◆ WHAT YOU HAVE TO DO ◆
Copy back, word for word, the lines of the listing below, starting at the line that contains "of the woman's" and ending at the line that contains "M 86 65 L 88 153 L 112 152 L 114 65 Z", with both of those lines included.

:: RECORD EXTRACTS

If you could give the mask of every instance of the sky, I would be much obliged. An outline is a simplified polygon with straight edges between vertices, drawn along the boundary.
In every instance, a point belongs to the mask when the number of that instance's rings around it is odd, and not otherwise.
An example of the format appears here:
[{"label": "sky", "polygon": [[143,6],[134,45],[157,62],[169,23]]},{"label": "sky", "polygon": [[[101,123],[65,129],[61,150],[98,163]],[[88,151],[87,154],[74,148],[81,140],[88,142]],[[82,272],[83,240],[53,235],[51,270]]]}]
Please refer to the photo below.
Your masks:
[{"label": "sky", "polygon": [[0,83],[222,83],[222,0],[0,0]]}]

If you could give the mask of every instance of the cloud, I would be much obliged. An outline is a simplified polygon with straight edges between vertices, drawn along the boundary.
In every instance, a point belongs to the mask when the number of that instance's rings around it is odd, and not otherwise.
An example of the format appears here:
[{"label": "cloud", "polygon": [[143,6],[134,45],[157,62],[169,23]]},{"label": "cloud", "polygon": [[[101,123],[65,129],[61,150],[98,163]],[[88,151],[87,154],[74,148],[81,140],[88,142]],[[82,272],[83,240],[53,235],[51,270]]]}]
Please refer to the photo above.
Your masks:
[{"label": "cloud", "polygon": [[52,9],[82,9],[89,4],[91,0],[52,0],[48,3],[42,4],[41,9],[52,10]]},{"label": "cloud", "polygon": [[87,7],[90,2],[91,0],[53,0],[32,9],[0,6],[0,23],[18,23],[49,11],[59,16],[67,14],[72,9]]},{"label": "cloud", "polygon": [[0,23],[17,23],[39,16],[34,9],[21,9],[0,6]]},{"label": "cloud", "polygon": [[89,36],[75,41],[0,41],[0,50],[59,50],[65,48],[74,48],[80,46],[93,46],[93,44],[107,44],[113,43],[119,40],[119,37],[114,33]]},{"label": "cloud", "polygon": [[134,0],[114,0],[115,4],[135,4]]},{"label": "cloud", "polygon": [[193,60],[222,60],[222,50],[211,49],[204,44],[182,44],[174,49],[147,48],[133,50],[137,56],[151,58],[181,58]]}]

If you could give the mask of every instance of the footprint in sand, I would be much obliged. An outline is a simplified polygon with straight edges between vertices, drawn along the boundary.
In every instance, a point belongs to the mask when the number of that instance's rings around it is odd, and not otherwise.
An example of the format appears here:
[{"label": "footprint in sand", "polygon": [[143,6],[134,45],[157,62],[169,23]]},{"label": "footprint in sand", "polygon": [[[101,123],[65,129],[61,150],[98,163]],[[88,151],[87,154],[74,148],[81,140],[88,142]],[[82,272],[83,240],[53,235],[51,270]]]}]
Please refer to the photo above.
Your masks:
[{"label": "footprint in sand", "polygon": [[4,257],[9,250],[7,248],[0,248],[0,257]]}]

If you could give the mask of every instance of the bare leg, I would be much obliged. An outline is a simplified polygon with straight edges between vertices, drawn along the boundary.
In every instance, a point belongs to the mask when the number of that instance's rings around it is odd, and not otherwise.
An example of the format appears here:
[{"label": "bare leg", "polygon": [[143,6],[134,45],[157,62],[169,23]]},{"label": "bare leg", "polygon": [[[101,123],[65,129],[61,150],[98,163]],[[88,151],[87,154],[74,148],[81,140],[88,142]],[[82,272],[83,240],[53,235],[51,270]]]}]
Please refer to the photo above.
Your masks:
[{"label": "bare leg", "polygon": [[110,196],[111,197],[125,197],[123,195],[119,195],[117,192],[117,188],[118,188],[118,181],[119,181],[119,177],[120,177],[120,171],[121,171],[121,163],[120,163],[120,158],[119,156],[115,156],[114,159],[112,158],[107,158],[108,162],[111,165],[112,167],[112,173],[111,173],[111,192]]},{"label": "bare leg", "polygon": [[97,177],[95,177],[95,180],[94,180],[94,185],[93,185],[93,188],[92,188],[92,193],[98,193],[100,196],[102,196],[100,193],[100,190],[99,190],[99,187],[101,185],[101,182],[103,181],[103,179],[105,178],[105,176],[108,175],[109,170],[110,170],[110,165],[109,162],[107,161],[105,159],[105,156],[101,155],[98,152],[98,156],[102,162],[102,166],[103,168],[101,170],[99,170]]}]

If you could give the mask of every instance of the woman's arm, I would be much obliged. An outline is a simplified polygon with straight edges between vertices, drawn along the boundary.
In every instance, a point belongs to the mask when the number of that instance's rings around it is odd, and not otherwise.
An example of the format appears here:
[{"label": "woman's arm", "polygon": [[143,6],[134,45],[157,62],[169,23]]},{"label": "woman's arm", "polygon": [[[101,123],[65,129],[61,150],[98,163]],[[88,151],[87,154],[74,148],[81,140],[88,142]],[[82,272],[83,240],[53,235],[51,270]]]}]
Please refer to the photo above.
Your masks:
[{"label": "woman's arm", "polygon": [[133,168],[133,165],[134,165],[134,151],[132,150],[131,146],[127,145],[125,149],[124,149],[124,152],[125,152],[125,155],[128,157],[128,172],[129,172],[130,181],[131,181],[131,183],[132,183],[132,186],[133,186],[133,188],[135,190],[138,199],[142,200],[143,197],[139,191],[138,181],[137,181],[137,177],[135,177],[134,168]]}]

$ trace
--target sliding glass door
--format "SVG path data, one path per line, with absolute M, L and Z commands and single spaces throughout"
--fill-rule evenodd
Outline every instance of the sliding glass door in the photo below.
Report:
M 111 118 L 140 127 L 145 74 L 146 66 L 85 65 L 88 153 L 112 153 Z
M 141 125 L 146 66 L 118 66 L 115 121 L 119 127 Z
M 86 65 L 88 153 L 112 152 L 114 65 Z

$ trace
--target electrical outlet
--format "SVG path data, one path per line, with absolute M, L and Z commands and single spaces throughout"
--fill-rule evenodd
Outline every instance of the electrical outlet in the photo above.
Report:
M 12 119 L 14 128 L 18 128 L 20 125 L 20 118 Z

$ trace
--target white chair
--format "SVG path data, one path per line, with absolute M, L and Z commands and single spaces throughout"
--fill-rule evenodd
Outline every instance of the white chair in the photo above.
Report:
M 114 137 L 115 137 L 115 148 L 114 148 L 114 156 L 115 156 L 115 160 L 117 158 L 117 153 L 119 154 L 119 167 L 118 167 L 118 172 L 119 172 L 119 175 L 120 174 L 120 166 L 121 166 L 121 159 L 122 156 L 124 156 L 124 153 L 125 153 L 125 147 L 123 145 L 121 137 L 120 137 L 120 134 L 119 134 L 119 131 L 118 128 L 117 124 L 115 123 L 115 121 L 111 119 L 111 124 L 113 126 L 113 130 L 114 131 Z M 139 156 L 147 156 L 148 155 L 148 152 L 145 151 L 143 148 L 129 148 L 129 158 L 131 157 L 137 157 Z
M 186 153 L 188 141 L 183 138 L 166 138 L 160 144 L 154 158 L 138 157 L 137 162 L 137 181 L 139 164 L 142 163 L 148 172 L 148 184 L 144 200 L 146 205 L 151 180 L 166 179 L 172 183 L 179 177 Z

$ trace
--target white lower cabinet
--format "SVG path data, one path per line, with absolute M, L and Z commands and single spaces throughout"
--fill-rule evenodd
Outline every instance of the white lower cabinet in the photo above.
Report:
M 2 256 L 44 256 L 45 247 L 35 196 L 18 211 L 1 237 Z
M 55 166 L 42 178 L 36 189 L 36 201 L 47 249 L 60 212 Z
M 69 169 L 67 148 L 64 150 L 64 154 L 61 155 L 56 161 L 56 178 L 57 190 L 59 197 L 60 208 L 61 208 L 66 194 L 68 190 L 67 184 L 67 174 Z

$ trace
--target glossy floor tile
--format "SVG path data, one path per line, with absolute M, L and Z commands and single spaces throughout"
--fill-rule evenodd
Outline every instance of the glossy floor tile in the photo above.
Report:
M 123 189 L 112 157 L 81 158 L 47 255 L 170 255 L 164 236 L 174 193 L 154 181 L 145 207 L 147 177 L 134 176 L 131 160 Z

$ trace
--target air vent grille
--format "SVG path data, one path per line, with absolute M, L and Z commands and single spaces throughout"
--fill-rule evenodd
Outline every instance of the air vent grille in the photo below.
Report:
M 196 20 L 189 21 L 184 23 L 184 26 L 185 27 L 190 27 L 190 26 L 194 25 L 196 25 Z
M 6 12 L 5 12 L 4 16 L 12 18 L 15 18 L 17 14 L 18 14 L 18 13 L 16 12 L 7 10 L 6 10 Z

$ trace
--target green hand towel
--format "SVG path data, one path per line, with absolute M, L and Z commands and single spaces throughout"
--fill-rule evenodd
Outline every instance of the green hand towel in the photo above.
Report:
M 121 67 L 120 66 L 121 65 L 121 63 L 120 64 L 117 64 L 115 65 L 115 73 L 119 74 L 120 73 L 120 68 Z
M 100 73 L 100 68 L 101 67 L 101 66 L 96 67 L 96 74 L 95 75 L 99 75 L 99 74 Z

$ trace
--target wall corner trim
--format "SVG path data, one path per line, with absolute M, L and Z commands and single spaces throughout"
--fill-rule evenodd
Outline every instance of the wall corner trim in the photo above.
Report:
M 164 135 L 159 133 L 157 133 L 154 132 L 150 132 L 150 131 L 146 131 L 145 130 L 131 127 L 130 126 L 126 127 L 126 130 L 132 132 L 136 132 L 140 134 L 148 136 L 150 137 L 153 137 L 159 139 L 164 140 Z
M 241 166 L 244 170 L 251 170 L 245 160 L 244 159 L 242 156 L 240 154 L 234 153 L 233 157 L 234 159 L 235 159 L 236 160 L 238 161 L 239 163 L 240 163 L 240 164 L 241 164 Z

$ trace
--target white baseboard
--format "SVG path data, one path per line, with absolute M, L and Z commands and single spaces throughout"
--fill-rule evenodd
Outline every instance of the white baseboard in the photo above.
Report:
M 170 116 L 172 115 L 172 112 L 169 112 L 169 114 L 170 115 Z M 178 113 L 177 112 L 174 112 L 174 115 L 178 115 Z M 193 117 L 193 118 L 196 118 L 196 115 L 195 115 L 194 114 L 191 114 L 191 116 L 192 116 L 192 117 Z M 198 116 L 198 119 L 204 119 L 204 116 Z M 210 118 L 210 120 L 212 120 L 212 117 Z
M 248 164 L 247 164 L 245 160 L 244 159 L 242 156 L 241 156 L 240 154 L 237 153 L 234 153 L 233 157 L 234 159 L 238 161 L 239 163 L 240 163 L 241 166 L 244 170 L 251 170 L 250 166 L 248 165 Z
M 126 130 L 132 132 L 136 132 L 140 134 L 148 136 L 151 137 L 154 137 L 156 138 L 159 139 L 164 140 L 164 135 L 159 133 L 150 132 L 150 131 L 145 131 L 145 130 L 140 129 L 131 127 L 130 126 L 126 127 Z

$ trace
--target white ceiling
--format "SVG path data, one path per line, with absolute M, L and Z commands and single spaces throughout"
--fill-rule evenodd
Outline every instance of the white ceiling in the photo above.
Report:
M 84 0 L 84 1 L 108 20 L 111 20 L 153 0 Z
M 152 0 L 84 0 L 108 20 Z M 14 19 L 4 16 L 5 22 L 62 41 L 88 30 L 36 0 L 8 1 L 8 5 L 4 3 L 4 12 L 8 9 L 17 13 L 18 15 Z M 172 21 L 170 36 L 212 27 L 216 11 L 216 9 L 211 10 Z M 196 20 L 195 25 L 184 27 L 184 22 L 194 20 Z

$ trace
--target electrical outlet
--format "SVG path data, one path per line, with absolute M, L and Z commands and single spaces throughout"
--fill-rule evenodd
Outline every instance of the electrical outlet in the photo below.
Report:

::::

◆ REPLY ◆
If you could give the mask of every instance of the woman's arm, I would be much obliged. An outline is a simplified polygon with straight edges between vertices, drawn along the boundary.
In every instance, a point belongs to the mask when the number of that instance's rings around it is odd, and not otherwise.
An example of the format appears here:
[{"label": "woman's arm", "polygon": [[143,6],[134,45],[157,62],[169,23]]},{"label": "woman's arm", "polygon": [[[101,123],[65,129],[61,150],[98,163]],[[88,151],[87,154],[74,148],[81,140],[88,142]],[[82,272],[83,240],[53,235],[51,270]]]}]
Please refer to the photo above.
Your masks:
[{"label": "woman's arm", "polygon": [[133,168],[133,165],[134,165],[134,151],[132,150],[131,146],[127,145],[125,149],[124,149],[124,152],[125,152],[125,155],[128,157],[128,172],[129,172],[130,181],[131,181],[131,183],[132,183],[132,186],[133,186],[133,188],[135,190],[138,199],[142,200],[143,197],[139,191],[138,181],[137,181],[137,177],[135,177],[134,168]]}]

$ trace
--target sliding glass door
--format "SVG path data, one path per line, with absolute M, L and Z commands and single spaces throughout"
--fill-rule evenodd
Outline every instance of the sliding glass door in the photo below.
Report:
M 111 118 L 140 127 L 145 74 L 146 66 L 85 65 L 88 153 L 112 153 Z
M 141 125 L 146 66 L 118 66 L 115 121 L 119 127 Z
M 86 65 L 88 153 L 112 152 L 114 65 Z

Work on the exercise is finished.